→ Passage shown
<<<<
On the other hand, the PIM layer (see Figure 3) describes the paradigms on which ReM-AM is based, of which those relevant for ERSSE include autonomous computing (the basis of autonomous cycles) and data analysis (since the definition of ISA is a set of data analysis tasks, in our case, sound data).

2.1.2. Autonomic Cycle of Intelligent Sound Analysis (ISA)

The autonomic cycle of ISA, as presented in Ref. [13], identifies the acoustic features of an SE and the possible tasks that can be executed in its context. The SE will be provided with acoustic sensors, located according to the dimension and distribution of the space, to collect as much acoustic information as possible with high accuracy. ISA exhibits three phases:

Observation (called the CAD module): the sensors obtain the acoustic information, allowing for the precise perception of the sound field in the SE.
Analysis (called the ISUA module): the information is classified and stored for the next phase.
Decision Making (called the DM module): determines the necessities of the current environment and identifies the tasks that can be executed in the given context.

The ISA autonomic cycle is a better approach for ERSSE than is either GAM or ASP due to its recognition capacity. Its adaptation to ERSSE will be explained in the next section.

2.2. Sound Pattern for Emotion Recognition

The recognition of emotional audio signals exhibits a growing potential for use in human–computer interactions, as noted in Ref. [18]. It is a more appealing research technique for emotion recognition than other physiological signals, such as electroencephalograms or electrocardiograms. This work presents a sound event pattern using a set of descriptors to achieve an initial ERSSE approach to the sound’s influence on detecting emotions. Table 1 shows the different descriptors that can be deduced from sound events to obtain information that results in emotion recognition.

The descriptors allow the system to identify the features required to recognize emotions from random sound events rather than from speech. For ERSSE, we used the Toronto Emotional Speech Set (TESS) [19], which is a dataset for training emotions. Based on our pattern and this dataset, the system can recognize the values of the descriptors in the audio from the context and associate them with the metadata of emotions in the dataset in order to attribute them to the new perceived events, thus identifying the emotions.
>>>>
→ Dataset excerpts
<<<<
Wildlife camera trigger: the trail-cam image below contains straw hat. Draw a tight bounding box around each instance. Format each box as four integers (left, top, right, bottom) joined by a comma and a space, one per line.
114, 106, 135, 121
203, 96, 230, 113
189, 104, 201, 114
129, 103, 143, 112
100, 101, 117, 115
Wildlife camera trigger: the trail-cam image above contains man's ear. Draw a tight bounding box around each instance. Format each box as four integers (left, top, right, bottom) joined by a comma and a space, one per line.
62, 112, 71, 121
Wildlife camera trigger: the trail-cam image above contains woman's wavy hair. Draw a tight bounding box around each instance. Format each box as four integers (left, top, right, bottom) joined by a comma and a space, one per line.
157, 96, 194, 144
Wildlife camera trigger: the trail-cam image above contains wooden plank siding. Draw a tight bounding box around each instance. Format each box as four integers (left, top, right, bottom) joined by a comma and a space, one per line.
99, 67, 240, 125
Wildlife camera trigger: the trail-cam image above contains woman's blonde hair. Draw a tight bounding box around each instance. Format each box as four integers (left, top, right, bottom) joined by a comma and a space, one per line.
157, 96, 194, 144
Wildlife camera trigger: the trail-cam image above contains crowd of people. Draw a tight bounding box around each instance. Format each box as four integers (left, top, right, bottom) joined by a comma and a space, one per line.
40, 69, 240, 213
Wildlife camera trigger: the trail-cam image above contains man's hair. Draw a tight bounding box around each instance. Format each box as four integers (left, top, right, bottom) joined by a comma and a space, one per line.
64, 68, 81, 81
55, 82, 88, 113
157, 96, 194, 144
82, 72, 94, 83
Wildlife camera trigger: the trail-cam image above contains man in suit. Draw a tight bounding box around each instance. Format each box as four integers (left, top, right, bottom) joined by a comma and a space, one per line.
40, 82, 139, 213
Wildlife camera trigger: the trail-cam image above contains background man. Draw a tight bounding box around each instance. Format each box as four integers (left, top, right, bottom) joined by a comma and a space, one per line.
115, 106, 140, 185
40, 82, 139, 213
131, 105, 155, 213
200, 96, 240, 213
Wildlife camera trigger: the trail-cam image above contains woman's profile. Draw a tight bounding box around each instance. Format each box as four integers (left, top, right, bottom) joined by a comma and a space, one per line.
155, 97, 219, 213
>>>>
→ Tasks and exercises
1 – In the sound-analysis passage above, which dataset was used for ERSSE?
2 – Write out the part of the sound-analysis passage above that starts with "Observation (called the" and goes on through "the next phase.".

→ Exercise results
1 – The Toronto Emotional Speech Set (TESS).

2 –
Observation (called the CAD module): the sensors obtain the acoustic information, allowing for the precise perception of the sound field in the SE.
Analysis (called the ISUA module): the information is classified and stored for the next phase.